**Extract to read:**

— BEGIN —

Opinion: Why the Mayor of Tel Aviv Must Resign Over Public Prayer Policy Dispute

May 27, 2026·5 min read

New York (VINNEWS/Rabbi Yair Hoffman)  It was 1958 in Montgomery, Alabama.

A group of black people made a request of the city administration. They asked to be able to use a public swimming pool that their own tax dollars had helped to build. The park system in Montgomery had a stunning municipal pool, one of the largest in the region. It was, however, open only to white residents.

The federal court agreed that the segregation was unlawful and, in 1959, ordered the city to integrate its recreational facilities.

Imagine if that horrific discrimination were to exist today – openly and publicly. Everyone would denounce it from the highest hills.

But, shockingly, it is happening today.

It is happening against observant Jews in Tel Aviv – where the basic freedom of religion in public places is not permitted. Gender separated minyanim are not permitted in public places in Tel Aviv.

But only for Jewish people. Muslims are allowed to pray in gender separated gatherings. Jews are not.

All this is happening at the direction of Tel Aviv’s mayor, Ron Huldai.  True, the mayor was a genuine war hero that risked his life fighting for Jewish life. But, sadly, this discrimination against those who wish to observe Torah-true Judaism – is an injustice and  travesty of the highest order.

The Reverend Dr. Martin Luther King, Jr. wrote that “injustice anywhere is a threat to justice everywhere.” A city that denies to one faith the very freedom it grants to another has not preserved liberty for anyone. It has only chosen which of its residents it will apply things to – and which it won’t.

The Torah commands, “Ukrasem dror ba’aretz lechol yoshveha – And you shall proclaim liberty throughout the land unto all the inhabitants thereof” (Vayikra 25:10). The verse does not say liberty for some of its inhabitants, or for the inhabitants a ruler happens to favor. It says lechol yoshveha – for all its inhabitants.

— END —

**Task set:**
1/ Please reproduce the stretch of the Tel Aviv prayer opinion piece from "All this is" through "the highest order.".
2/ Answer these questions from the Tel Aviv prayer opinion piece:
(a) In what year did the federal court order Montgomery to integrate its recreational facilities?
(b) Who is named as the mayor of Tel Aviv?
(c) What verse reference is given for the command to proclaim liberty throughout the land?
3/ Write the next part of the opinion piece on Tel Aviv's public prayer policy, continuing after its final sentence.

**Source excerpt:**
— BEGIN —

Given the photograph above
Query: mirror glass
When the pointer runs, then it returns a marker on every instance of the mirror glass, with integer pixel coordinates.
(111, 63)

— END —

**Task results:**
1/
All this is happening at the direction of Tel Aviv’s mayor, Ron Huldai.  True, the mayor was a genuine war hero that risked his life fighting for Jewish life. But, sadly, this discrimination against those who wish to observe Torah-true Judaism – is an injustice and  travesty of the highest order.

2/
(a) 1959
(b) Ron Huldai
(c) Vayikra 25:10

3/
And the city of Tel Aviv has failed. It failed miserably.

This week, in a public space near the Jaffa Port, a mass Fajr prayer marking the Muslim festival of Eid al-Adha was held in the open air, with full separation between men and women. The municipality did not stop it. The municipality did not fine it. The municipality looked on and let it proceed, as the record shows it has in previous years as well.

Yet the city told its Jewish residents, in the plainest possible terms, that gender-separated prayer would not be tolerated in the city’s public space. The position was stated as settled policy: after several discussions, a definitive decision that no event involving separation between men and women would be permitted in the public space of Tel Aviv-Jaffa..

The city would, in the official phrasing, preserve a free Tel Aviv. And when Jewish worshippers sought to gather under that same arrangement, the policy was enforced against them.

Two gatherings, identical in the only feature the municipality claimed to care about. Men and women, separated, praying in a public space. One gathering is forbidden and prevented. The other is permitted and ignored.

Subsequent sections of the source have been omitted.